| Task description |
Reproduce the part of the Yorke Peninsula Council text that begins at the words "The Yorke Peninsula Council" and stops after "Council in 2013.", replacing "branch offices" with "regional offices".

====== Source text ======

The Yorke Peninsula Council is a local government area in South Australia. Its boundaries include most of the Yorke Peninsula. The main Council office is at Maitland; the council also maintains branch offices at Minlaton and Yorketown.

==History==
It came into existence on 10 February 1997 as a result of the amalgamation of the District Council of Central Yorke Peninsula, the District Council of Minlaton, the District Council of Warooka and the District Council of Yorketown. It was named as the District Council of Yorke Peninsula at its inception, but was renamed to Yorke Peninsula Council in 2013.

====== Given records ======

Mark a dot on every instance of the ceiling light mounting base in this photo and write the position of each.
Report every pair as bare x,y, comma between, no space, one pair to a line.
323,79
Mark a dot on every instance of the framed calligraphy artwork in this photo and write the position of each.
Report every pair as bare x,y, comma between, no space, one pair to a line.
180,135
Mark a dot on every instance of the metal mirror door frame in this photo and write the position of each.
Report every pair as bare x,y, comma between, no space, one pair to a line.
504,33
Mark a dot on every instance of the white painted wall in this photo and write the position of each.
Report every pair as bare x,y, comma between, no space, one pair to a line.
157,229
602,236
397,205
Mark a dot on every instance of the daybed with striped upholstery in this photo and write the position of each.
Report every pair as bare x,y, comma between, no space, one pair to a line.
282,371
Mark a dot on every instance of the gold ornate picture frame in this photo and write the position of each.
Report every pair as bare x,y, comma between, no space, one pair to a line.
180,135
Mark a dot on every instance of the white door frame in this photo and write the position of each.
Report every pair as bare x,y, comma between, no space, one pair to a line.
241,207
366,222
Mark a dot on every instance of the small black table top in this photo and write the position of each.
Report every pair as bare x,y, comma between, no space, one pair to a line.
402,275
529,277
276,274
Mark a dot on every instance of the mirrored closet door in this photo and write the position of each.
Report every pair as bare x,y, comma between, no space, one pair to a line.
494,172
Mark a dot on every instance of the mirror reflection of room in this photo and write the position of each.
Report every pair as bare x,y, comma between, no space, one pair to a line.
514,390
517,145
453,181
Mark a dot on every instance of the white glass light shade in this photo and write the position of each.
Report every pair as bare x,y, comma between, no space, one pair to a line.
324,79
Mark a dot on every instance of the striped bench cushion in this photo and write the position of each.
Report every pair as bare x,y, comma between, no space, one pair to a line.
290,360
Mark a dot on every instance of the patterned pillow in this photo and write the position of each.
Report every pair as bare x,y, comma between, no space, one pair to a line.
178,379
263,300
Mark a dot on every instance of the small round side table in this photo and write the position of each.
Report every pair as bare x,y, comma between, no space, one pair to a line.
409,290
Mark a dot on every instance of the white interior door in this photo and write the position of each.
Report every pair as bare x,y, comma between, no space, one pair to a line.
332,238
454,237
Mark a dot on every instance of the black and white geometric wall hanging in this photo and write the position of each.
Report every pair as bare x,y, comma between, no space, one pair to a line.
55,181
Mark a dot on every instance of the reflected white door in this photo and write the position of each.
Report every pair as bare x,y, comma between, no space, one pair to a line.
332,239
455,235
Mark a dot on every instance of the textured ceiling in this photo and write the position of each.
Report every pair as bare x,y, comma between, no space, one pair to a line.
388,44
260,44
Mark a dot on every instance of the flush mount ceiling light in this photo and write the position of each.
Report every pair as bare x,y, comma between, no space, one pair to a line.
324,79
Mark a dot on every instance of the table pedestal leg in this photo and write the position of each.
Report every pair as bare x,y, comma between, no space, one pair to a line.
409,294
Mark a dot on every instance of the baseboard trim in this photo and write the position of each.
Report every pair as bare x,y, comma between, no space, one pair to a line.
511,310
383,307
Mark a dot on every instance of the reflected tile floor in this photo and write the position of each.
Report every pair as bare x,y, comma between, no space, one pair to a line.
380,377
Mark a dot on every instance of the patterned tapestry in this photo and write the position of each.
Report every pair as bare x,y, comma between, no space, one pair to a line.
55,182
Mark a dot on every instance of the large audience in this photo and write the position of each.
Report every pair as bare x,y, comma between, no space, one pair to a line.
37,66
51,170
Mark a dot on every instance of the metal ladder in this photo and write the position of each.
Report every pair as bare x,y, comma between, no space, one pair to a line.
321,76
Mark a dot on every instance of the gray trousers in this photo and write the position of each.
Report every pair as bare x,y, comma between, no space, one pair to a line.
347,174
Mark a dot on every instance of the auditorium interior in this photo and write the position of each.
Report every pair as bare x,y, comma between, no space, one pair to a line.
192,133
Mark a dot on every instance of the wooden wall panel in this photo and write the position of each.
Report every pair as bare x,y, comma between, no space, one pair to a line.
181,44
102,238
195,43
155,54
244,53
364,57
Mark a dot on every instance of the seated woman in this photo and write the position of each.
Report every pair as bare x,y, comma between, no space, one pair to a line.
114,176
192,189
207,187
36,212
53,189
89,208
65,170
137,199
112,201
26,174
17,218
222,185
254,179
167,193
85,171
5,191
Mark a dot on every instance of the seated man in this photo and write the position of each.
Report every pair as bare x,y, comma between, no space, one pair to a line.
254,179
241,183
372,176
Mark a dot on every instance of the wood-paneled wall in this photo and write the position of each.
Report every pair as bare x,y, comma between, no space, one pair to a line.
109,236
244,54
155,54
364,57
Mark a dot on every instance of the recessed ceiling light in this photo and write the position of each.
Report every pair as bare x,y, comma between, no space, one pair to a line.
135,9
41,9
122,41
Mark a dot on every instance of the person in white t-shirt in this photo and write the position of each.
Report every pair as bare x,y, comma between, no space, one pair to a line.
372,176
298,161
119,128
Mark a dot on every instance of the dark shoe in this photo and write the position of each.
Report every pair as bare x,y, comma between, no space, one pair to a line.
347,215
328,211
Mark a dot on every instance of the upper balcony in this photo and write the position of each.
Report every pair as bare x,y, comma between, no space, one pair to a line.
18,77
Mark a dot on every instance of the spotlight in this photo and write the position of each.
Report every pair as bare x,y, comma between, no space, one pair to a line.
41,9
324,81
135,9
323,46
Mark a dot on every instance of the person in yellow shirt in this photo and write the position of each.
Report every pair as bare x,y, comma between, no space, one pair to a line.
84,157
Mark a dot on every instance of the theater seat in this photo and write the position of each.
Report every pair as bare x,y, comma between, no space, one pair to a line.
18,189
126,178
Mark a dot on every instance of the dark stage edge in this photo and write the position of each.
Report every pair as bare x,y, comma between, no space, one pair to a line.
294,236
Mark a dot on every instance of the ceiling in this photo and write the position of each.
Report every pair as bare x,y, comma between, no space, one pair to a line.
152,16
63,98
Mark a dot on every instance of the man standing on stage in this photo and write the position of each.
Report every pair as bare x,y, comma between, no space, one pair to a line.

======

| Finished task |
The Yorke Peninsula Council is a local government area in South Australia. Its boundaries include most of the Yorke Peninsula. The main Council office is at Maitland; the council also maintains regional offices at Minlaton and Yorketown.

==History==
It came into existence on 10 February 1997 as a result of the amalgamation of the District Council of Central Yorke Peninsula, the District Council of Minlaton, the District Council of Warooka and the District Council of Yorketown. It was named as the District Council of Yorke Peninsula at its inception, but was renamed to Yorke Peninsula Council in 2013.